▸ **Task prompt**
In the antidepressant guidance, how long does it usually take to notice the effects of antidepressants?

▸ **Given passage**
################
Medication for depression or anxiety
You may have been prescribed antidepressants if you have moderate to severe depression or anxiety.
If you have low mood or mild depression, antidepressants won’t always work. Talking therapies like cognitive behavioural therapy (CBT) are usually recommended, although you’ll have to wait to get it.
How antidepressants help
Antidepressants affect how certain chemicals in your brain work. This can help you feel better so you can do other things, such as:
- talking to other people
- being active
- taking part in therapy
This is why they’re often prescribed alongside therapy, or while you’re waiting for therapy.
Read more about other ways of managing your depression
Antidepressants should start working soon after taking them
Your GP will prescribe the lowest dose necessary to help your depression or anxiety.
It usually takes around 2 weeks to notice the effects of antidepressants.
Speak to your GP if you don’t feel any better after 4 weeks. They may discuss with you increasing the dose, changing the type of antidepressant, or suggest another treatment.
You should not change the dose yourself without talking to your GP.
Antidepressants are usually prescribed for 6 months to prevent depression returning when you stop taking them. A longer course may be recommended if you’ve had depression before.
################
(Dataset excerpts)

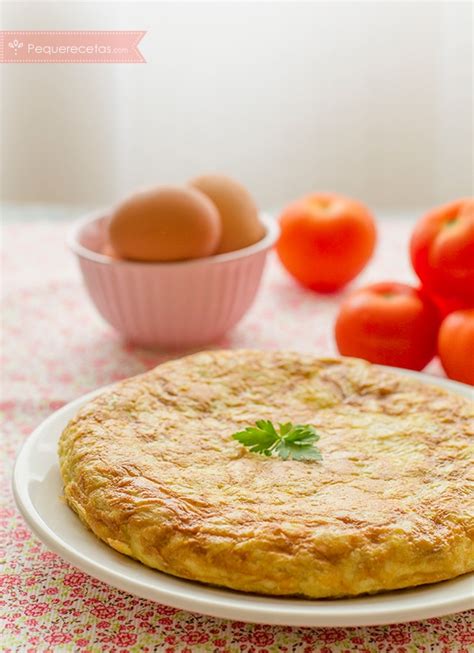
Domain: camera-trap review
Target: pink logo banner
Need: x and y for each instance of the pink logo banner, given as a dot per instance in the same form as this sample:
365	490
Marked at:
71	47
################
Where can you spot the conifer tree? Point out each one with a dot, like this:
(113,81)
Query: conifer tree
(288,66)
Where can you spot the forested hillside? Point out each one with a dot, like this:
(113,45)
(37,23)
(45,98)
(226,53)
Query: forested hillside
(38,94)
################
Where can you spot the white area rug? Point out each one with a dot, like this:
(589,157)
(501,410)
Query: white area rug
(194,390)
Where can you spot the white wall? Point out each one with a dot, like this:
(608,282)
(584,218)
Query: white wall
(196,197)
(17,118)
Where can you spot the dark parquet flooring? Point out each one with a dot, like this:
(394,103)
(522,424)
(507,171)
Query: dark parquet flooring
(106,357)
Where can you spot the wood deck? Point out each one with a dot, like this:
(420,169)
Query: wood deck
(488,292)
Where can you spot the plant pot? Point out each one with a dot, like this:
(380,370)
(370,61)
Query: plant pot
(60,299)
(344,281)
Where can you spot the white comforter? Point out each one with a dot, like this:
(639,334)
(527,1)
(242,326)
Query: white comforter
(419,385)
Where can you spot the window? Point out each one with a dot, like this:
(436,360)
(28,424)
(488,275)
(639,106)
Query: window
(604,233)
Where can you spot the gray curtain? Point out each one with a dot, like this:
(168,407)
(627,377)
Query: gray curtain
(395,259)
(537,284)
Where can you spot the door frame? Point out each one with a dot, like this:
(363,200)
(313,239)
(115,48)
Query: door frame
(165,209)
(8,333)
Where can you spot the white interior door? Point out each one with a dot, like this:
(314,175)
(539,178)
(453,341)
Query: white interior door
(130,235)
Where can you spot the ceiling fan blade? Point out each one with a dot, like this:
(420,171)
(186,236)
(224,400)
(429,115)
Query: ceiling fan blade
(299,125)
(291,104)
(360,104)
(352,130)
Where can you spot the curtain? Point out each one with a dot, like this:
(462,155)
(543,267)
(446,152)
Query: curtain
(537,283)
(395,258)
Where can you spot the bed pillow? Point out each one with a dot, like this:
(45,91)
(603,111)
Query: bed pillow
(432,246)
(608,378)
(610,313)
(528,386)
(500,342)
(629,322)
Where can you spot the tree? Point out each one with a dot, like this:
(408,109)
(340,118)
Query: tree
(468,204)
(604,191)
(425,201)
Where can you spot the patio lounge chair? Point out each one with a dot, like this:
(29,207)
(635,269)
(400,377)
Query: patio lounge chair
################
▸ **Exercise answer**
Around 2 weeks.